* [Aufgabenstellung]: Formatieren Sie alle Zeilen von der Zeile mit "Check that each instance of the concrete" bis zum Ende der Datensätze, beide Enden eingeschlossen, als Markdown-Tabelle mit den Spalten "Nr" und "Zeile". Lassen Sie dabei leere Zeilen weg.

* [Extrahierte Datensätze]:
•••••
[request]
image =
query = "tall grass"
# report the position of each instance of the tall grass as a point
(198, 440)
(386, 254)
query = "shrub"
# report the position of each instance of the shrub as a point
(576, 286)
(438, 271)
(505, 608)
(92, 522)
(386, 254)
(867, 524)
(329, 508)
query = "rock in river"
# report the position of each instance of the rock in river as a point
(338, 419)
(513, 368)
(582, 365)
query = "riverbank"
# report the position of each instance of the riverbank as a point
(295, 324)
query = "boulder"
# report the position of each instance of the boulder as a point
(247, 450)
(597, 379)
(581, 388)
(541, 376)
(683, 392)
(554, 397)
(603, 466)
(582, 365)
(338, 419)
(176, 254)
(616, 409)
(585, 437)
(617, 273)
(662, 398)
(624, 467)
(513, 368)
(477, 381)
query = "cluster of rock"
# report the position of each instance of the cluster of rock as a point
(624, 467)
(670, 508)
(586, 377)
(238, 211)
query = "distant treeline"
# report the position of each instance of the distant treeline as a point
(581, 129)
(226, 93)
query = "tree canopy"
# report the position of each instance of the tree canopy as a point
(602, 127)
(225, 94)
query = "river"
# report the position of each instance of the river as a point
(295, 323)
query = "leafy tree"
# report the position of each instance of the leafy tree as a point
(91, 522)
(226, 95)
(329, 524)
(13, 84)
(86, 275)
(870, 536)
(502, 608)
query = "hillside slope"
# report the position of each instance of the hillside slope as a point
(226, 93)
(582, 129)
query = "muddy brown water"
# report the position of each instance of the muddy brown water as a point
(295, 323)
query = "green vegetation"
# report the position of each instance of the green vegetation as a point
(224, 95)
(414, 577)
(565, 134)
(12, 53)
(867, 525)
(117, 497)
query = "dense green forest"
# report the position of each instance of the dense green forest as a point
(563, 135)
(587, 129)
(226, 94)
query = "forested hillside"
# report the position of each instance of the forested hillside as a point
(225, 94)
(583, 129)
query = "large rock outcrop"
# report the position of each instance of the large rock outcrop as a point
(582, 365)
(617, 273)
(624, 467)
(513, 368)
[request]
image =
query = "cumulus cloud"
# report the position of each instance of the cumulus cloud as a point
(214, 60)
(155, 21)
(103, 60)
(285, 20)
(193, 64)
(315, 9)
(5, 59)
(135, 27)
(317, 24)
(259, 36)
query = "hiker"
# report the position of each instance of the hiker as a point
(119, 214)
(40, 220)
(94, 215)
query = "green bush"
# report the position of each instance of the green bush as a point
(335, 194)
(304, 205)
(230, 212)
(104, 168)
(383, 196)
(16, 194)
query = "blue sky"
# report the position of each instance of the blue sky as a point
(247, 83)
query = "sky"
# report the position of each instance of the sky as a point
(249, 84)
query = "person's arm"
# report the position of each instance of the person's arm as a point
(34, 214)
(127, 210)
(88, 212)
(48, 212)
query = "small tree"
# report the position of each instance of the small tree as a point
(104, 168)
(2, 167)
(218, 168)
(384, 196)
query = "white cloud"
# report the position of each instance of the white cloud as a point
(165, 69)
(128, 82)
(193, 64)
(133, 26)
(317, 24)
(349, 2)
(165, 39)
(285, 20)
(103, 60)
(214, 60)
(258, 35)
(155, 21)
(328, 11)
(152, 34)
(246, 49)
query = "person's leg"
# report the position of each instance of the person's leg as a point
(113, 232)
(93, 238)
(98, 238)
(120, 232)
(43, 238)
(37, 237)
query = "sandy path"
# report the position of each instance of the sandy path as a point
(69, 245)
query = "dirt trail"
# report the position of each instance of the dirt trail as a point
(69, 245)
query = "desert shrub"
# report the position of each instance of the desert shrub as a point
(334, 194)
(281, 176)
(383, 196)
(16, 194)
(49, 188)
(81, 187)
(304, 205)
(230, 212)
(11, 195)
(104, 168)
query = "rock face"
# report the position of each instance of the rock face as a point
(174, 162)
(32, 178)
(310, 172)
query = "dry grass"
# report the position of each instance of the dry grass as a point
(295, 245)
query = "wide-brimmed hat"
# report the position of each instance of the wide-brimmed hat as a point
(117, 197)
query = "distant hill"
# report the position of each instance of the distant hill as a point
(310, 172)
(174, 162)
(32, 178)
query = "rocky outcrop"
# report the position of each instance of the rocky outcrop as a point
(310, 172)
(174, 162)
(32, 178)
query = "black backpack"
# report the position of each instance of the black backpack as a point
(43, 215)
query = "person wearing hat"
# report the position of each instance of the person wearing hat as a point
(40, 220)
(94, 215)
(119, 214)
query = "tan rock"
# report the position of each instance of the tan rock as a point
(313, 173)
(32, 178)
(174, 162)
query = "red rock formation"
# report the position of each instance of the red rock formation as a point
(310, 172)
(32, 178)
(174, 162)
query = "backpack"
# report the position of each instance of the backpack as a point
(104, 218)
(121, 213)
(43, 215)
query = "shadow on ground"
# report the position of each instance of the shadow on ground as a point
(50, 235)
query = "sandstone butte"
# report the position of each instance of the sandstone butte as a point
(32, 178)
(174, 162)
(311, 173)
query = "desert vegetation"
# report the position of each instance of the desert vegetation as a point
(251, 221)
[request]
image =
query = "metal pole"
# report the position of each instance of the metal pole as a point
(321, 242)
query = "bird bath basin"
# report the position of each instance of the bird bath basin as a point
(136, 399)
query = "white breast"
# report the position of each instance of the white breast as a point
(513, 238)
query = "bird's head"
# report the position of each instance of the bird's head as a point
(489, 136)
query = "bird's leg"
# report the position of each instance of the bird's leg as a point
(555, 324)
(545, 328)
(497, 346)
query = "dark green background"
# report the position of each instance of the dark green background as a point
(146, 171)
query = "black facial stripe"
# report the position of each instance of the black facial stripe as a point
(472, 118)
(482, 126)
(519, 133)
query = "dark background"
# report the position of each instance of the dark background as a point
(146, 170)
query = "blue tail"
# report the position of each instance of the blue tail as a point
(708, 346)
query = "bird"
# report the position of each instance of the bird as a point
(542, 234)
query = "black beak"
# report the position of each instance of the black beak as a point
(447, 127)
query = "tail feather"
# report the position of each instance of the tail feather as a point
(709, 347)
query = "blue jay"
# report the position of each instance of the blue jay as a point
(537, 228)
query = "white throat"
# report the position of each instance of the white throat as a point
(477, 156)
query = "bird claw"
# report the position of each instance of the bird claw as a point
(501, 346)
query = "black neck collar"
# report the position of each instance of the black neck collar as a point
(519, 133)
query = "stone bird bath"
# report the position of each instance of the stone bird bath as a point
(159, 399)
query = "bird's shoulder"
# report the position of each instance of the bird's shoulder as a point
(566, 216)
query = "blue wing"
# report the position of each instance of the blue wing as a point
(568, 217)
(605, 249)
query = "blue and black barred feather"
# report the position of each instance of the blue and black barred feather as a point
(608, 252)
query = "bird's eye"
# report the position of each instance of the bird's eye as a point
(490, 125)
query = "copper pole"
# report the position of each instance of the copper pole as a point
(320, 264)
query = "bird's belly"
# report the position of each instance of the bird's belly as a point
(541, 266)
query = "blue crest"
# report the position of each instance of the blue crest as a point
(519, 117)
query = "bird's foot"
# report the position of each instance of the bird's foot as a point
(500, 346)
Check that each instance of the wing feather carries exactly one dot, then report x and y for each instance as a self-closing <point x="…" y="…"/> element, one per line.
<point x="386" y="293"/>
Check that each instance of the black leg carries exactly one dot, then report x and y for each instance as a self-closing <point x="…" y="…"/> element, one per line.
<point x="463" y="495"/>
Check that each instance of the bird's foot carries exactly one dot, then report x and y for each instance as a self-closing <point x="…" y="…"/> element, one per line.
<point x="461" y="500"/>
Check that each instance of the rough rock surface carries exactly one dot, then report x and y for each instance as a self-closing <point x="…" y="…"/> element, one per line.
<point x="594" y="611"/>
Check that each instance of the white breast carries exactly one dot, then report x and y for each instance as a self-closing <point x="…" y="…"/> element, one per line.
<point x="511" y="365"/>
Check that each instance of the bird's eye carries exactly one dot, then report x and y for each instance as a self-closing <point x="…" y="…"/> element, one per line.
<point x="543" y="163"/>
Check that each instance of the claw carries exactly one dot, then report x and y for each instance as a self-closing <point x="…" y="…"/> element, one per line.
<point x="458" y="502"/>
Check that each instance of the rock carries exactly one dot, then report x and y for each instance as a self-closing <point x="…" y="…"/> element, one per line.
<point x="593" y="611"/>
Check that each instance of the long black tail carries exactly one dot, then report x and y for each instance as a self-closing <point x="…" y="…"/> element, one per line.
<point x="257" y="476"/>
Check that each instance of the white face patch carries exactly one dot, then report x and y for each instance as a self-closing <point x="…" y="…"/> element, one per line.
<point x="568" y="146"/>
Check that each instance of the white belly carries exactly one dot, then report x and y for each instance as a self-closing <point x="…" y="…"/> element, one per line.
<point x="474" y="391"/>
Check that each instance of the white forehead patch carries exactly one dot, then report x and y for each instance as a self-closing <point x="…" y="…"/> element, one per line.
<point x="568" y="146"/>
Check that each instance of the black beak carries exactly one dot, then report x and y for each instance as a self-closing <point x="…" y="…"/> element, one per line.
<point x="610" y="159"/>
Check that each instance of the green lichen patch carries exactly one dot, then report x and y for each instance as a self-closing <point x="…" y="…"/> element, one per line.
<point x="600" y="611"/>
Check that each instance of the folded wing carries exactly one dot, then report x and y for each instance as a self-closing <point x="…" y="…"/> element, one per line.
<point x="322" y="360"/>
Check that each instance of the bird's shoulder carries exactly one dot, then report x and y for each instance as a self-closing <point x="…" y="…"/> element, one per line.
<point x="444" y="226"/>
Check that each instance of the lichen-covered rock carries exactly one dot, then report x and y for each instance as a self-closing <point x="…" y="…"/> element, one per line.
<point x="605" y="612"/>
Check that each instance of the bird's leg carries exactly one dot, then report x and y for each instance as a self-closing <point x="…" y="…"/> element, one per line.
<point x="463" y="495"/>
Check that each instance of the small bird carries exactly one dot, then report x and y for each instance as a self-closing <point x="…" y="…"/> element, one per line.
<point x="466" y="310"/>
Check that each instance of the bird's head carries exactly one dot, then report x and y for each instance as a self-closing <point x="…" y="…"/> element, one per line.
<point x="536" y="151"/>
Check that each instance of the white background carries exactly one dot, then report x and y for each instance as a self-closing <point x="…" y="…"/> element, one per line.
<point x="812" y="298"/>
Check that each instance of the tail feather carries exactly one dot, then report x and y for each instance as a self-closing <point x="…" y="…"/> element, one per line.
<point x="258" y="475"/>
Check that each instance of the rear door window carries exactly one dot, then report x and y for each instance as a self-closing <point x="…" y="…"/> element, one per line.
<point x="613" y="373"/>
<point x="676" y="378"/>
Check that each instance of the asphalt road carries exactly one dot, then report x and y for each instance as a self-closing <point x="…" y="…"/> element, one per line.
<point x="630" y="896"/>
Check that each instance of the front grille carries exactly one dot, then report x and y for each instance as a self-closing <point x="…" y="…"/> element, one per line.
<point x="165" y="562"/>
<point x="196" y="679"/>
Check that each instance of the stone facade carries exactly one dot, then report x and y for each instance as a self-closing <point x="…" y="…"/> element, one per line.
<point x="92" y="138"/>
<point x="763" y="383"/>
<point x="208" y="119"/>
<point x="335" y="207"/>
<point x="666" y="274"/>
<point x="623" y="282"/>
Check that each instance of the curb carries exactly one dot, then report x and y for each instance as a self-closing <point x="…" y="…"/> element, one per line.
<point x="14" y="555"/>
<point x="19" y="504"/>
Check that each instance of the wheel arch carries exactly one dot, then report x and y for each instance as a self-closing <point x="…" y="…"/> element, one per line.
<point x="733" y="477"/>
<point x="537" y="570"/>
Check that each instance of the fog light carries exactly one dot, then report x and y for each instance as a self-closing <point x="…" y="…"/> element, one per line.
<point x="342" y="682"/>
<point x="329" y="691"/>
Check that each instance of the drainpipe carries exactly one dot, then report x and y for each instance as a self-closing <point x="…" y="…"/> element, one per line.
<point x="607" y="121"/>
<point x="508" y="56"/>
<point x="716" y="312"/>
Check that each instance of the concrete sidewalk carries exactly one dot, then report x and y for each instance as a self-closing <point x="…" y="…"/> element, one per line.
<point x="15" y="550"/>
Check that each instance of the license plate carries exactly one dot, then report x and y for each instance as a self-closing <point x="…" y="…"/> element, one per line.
•••••
* [Lösung]:
| Nr | Zeile |
|---|---|
| 1 | Check that each instance of the concrete sidewalk carries exactly one dot, then report x and y for each instance as a self-closing <point x="…" y="…"/> element, one per line. |
| 2 | <point x="15" y="550"/> |
| 3 | Check that each instance of the license plate carries exactly one dot, then report x and y for each instance as a self-closing <point x="…" y="…"/> element, one per line. |